Brief: Can you turn the lines of the records below into a numbered list, leaving out any blank lines?

Raw data:

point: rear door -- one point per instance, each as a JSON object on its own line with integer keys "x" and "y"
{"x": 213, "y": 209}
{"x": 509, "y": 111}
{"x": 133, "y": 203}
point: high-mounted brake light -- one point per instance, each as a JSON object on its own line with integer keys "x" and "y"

Written solution:
1. point: rear door -- one point per instance, each as a JSON object on its own line with integer keys "x" and "y"
2. {"x": 213, "y": 209}
3. {"x": 509, "y": 111}
4. {"x": 133, "y": 203}
5. point: high-mounted brake light -- one point per instance, each as a JSON object on its own line with integer keys "x" and "y"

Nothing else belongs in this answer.